=== Quelle ===

Anna Katharina Hahn - Kavaliersdelikt
• Taschenbuch: 140 Seiten
• Verlag: Suhrkamp Verlag; Auflage: 3 (25. Oktober 2004)
• ISBN-13: 978-3518456545
• Preis: 8,99 Euro (print)
Klappentext:
Zwischen verwilderten Gräbern und Eidechsentatoos entdeckt Anna Katharina Hahn die Abgründe des neuen Jahrtausends. Ihre Helden machen sich keine Illusionen, und doch hoffen sie auf das große Los. Sie suchen ihr Glück in Berlin oder als Wirtschafsflüchtlinge in Schwaben, in Angeberschichten aus dem Mittelalter oder hinter den Monitoren ihrer Werbeagentur.
Zur Autorin:
Anna Katharina Hahn, geboren 1970, lebt in Stuttgart. Zuletzt erschien ihr Roman Kürzere Tage. Der Bestseller stand auf der Longlist für den »Deutschen Buchpreis« 2009 und auf der Shortlist für den Preis der »SWR-Bestenliste« und wurde 2010 mit dem »Roswitha von Gandersheim-Preis« und dem »Heimito von Doderer-Preis« ausgezeichnet.
Meine Meinung:
Das Buch ist eine Kurzgeschichtensammlung. Sprachlich ist es ein Glanzstück, besticht mit genauen Figurenskizzierungen und erzeugt Stimmungen unterschiedlicher Couleur. Die Geschichten sind zum Teil morbid, witzig, sarkastisch, erschreckend, tiefgründig und immer intelligent.

=== Rohdaten ===

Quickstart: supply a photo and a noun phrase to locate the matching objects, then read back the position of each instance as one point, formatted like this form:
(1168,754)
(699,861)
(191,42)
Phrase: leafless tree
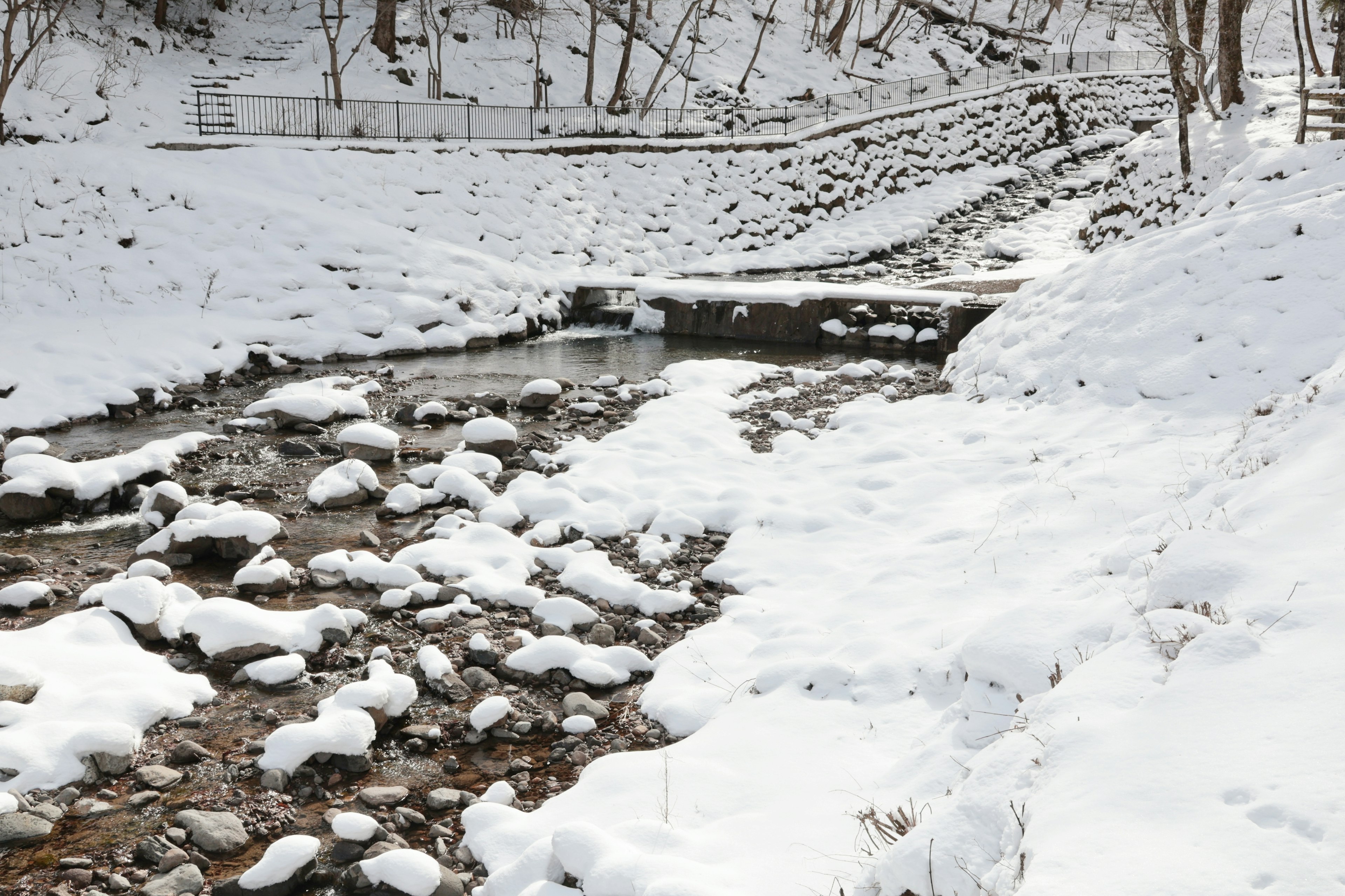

===

» Arbeitsauftrag 1: Nenne alle Eigenschaften, die die Buchbesprechung den Geschichten im Satz „Die Geschichten sind zum Teil morbid …“ zuschreibt.
» Arbeitsauftrag 2: Zitiere aus der Buchbesprechung den Abschnitt von „Anna Katharina Hahn - Kavaliersdelikt“ bis einschließlich „8,99 Euro (print)“.
Stütze dich dabei ausschließlich auf die Buchbesprechung.

» Musterlösung 1: morbid, witzig, sarkastisch, erschreckend, tiefgründig, intelligent

» Musterlösung 2:
Anna Katharina Hahn - Kavaliersdelikt
• Taschenbuch: 140 Seiten
• Verlag: Suhrkamp Verlag; Auflage: 3 (25. Oktober 2004)
• ISBN-13: 978-3518456545
• Preis: 8,99 Euro (print)